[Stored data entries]
****************************************
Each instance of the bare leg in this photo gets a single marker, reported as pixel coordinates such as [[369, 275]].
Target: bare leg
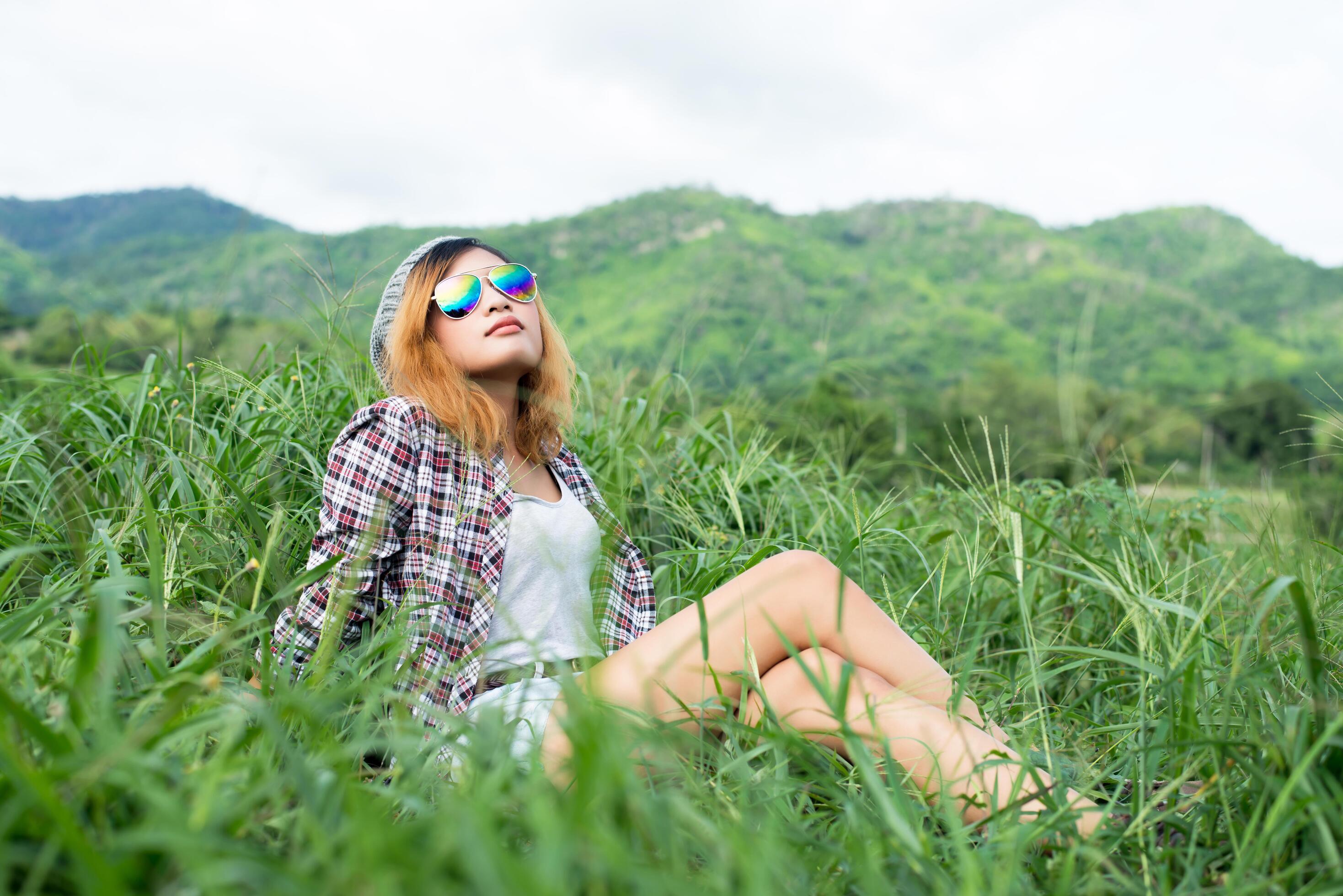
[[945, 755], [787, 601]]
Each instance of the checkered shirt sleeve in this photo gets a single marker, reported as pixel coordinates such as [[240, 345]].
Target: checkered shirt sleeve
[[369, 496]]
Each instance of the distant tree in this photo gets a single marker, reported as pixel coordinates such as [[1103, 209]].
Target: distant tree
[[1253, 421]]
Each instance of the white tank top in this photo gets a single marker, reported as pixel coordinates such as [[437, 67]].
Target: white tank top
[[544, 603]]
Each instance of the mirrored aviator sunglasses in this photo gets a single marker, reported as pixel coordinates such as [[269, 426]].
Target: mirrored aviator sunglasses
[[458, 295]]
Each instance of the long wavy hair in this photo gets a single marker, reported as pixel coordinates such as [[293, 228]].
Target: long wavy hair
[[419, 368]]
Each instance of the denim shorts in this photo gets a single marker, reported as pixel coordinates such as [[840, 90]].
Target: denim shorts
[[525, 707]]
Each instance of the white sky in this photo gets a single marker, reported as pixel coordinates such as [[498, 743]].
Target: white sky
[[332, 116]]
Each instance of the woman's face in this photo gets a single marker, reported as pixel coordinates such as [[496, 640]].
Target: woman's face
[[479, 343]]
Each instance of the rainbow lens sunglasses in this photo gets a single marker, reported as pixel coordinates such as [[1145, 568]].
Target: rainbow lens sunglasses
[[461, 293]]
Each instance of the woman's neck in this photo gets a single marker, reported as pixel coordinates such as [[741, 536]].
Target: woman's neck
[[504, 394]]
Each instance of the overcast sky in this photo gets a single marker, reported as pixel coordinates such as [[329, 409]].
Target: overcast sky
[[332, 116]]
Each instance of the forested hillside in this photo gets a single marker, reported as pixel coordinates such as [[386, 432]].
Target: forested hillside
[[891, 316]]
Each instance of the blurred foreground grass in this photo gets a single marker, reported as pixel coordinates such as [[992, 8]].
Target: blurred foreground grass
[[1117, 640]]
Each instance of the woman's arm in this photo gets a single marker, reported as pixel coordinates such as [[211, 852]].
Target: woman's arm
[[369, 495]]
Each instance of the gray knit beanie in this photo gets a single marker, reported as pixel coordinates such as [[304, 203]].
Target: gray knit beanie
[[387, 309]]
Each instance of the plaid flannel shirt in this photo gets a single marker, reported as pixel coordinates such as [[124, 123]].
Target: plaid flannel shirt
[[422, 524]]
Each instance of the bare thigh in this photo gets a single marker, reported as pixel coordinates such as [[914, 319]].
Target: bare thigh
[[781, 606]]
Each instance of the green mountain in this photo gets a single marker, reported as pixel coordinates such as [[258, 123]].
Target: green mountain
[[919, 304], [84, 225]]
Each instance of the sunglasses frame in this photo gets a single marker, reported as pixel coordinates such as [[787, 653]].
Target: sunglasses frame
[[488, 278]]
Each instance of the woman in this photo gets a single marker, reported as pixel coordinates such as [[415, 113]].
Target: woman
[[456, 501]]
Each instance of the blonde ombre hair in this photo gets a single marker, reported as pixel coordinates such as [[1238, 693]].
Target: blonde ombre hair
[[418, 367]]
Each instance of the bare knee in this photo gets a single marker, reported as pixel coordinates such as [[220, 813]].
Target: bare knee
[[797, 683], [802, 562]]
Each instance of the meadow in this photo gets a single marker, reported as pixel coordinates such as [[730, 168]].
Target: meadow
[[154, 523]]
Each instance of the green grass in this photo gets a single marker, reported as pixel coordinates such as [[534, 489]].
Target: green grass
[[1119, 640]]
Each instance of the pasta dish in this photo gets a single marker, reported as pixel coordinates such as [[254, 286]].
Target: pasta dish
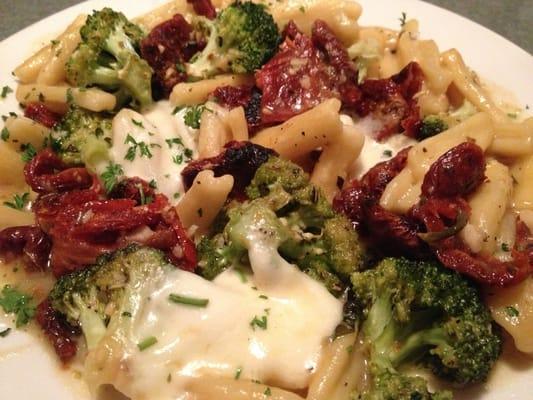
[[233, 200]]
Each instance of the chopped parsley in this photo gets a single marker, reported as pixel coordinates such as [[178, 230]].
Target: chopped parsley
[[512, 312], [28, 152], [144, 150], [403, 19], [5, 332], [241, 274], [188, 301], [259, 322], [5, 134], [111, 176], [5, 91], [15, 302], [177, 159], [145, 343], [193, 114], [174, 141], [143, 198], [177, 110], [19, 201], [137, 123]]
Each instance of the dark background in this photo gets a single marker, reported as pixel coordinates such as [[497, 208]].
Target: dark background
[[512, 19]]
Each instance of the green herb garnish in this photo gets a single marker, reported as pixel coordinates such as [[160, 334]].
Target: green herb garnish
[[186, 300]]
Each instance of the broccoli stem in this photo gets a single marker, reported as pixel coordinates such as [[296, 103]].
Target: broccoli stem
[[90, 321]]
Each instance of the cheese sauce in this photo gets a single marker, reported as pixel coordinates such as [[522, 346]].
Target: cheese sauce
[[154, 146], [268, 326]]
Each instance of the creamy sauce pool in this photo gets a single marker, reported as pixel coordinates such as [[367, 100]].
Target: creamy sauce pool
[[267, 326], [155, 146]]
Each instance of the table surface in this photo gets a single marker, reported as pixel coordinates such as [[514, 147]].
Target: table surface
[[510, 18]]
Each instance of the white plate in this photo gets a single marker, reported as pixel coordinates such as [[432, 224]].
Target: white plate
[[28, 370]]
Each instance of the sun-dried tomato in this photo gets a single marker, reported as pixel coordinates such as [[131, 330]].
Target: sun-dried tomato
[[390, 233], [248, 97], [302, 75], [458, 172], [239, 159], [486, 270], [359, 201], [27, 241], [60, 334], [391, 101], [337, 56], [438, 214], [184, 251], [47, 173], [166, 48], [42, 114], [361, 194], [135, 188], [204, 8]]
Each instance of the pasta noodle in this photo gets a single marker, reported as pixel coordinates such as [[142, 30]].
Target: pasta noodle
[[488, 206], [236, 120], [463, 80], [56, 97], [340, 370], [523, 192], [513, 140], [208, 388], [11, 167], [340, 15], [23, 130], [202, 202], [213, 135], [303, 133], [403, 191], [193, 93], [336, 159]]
****************************************
EXERCISE AIM: In the answer, the data should reappear exactly, with no pictures.

SOLUTION TO THE PROBLEM:
Each instance of the bare leg in this photo gets a single marker, reported as pixel coordinates such as [[369, 275]].
Target: bare leg
[[945, 755], [787, 601]]
Each instance of the checkered shirt sleeve in this photo gets a single marker, reported as pixel coordinates such as [[240, 345]].
Target: checkered shirt sleeve
[[369, 496]]
Each instance of the distant tree in this photo gets a single marker, reported as pixel coordinates such as [[1103, 209]].
Target: distant tree
[[1253, 421]]
Each instance of the white tank top in this photo gets a single marker, reported as pixel coordinates such as [[437, 67]].
Target: white tank top
[[544, 603]]
Each instance of the mirrored aviator sunglasses in this photo gets a single marker, reported as pixel coordinates such as [[269, 426]].
Target: mirrored aviator sunglasses
[[458, 295]]
Each instance of the long wavy hair in this photo gets a single marker, reported as pixel coordinates such as [[293, 228]].
Target: long wavy hair
[[419, 368]]
Each instance of the denim shorts in this photo gets a single marker, reported as pixel coordinates such as [[840, 90]].
Target: denim shorts
[[525, 707]]
Each instance of the white sky in this photo gets a single marker, reported as pixel coordinates such as [[498, 743]].
Target: white sky
[[332, 116]]
Each instance of the woman's face in this photo gets a single marker, reported as pixel coordinates such as [[496, 640]].
Target: woman's face
[[479, 343]]
Each instance of the rainbow lens sunglasses in this photo gets a single marker, reported as pixel coordinates such as [[1145, 568]].
Target: rainbow lens sunglasses
[[461, 293]]
Each instance of the woman's neck in this photo gets a single marker, reported as pixel coordinates such as [[741, 536]].
Target: woman's neck
[[504, 394]]
Each instance of the overcast sky in this photo gets a single marker, reported as pixel coordinates such as [[329, 409]].
Target: overcast sky
[[332, 116]]
Each instance of the forested hillside in this photo gets a single marker, reported as pixel coordinates such as [[386, 432]].
Target: forested hillside
[[891, 316]]
Each instance of the blurred foreground grass in this photo gets a single marker, reported as pixel coordinates such as [[992, 8]].
Target: blurred foreground grass
[[1117, 640]]
Each instance of the woman's arm in this photo gets a single marker, reported as pixel coordinates such as [[211, 852]].
Target: woman's arm
[[369, 495]]
Each instance of the gray knit beanie in this photo gets a single marker, reported as pixel coordinates such as [[304, 203]].
Target: gray knit beanie
[[387, 309]]
Each instance of the plaid flannel shirt in this photo gets a single marker, reported as pixel coordinates such as [[124, 123]].
Target: plaid flannel shirt
[[422, 524]]
Each instance of the bare thigh in this photo gets a single marker, reported as pixel coordinates such as [[914, 319]].
Target: bare thigh
[[781, 606]]
Each instance of the green mountain in this photo gets a single marker, reported as pixel coordinates such as [[258, 123]].
Target: green mountain
[[919, 304], [84, 225]]
Each instance of the sunglasses frame in this photo gets a single marker, reported as pixel coordinates such as [[787, 653]].
Target: sunglasses frame
[[488, 278]]
Each instance of the woman in this photo gets a single marker, reported as pixel coordinates such as [[415, 113]].
Target: woman
[[456, 501]]
Each instance of the blonde ombre hair in this photo gets a single marker, reported as pixel coordinates such as [[1238, 693]].
Target: blonde ombre hair
[[418, 367]]
Each instance of the bare knee in this photo gets a single marker, reported as pixel coordinates such as [[220, 813]].
Target: bare knee
[[797, 683], [802, 562]]
Each instance of the meadow in this photo gets a single marker, reported as pixel coordinates such as [[730, 168]].
Target: meadow
[[154, 523]]
Each instance of the green grass in this photo gets a single marker, reported as pixel coordinates such as [[534, 489]].
Target: green grass
[[1119, 640]]
Each instance of the pasta dish in this photo gets a single marker, reported as pixel coordinates such as [[254, 286]].
Target: pasta dish
[[233, 200]]
Each instance of the chopped parsley in this photo gets a single marker, reported as pixel coordinates such as [[178, 230]].
Target: chopped parsley
[[512, 312], [28, 152], [144, 150], [403, 19], [5, 332], [241, 274], [188, 301], [259, 322], [5, 134], [111, 176], [5, 91], [15, 302], [177, 159], [145, 343], [193, 114], [174, 141], [143, 198], [177, 110], [19, 201], [137, 123]]
Each instance of the dark background in this photo gets a single marker, reported as pixel coordinates such as [[497, 208]].
Target: dark background
[[512, 19]]
Each instance of the green herb garnish in this photo gets a single marker, reported as pixel coordinates such as [[160, 334]].
Target: green herb garnish
[[186, 300]]
Each instance of the broccoli stem in this photo gets a single marker, reported as pixel coordinates such as [[296, 103]].
Target: broccoli stem
[[90, 321]]
Each instance of the cheese sauce in this photo gets a single marker, reported as pixel coordinates such as [[522, 346]].
Target: cheese sauce
[[154, 146], [268, 326]]
Each instance of the creamy sauce pool in this photo gets a single marker, reported as pixel coordinates such as [[367, 100]].
Target: creamy sauce pool
[[267, 326], [155, 146]]
Each instance of the table surface in this photo gets a single marker, reported as pixel coordinates such as [[514, 147]].
Target: table surface
[[510, 18]]
Each instance of the white plate in this photo gets a single marker, reported as pixel coordinates such as [[432, 224]].
Target: white plate
[[28, 370]]
Each instance of the sun-dried tomato in this photo gets a single marker, reported as pixel coordinates such as [[131, 330]].
Target: sun-dried tomato
[[390, 233], [248, 97], [302, 75], [458, 172], [239, 159], [486, 270], [359, 201], [27, 241], [60, 334], [391, 101], [337, 56], [438, 214], [184, 251], [47, 173], [166, 48], [42, 114], [361, 194], [135, 188], [204, 8]]
Each instance of the pasta noodle in this photo gets a single marker, reported as pixel coordinates such as [[142, 30]].
Target: pasta noodle
[[488, 206], [236, 120], [463, 80], [56, 97], [340, 370], [523, 192], [513, 140], [208, 388], [11, 167], [340, 15], [23, 130], [202, 202], [213, 135], [303, 133], [403, 191], [193, 93], [336, 159]]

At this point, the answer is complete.